SHORT PROBLEM:
Without omitting anything, return the records precisely as given.

SUPPLIED RECORDS:
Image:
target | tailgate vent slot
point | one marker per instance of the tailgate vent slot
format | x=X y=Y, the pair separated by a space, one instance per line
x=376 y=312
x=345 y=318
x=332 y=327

OUTPUT OF THE EXERCISE:
Image:
target | tailgate vent slot
point | one marker per instance of the tailgate vent slot
format | x=X y=Y, the pair separated by a space, one instance per line
x=376 y=312
x=345 y=318
x=332 y=327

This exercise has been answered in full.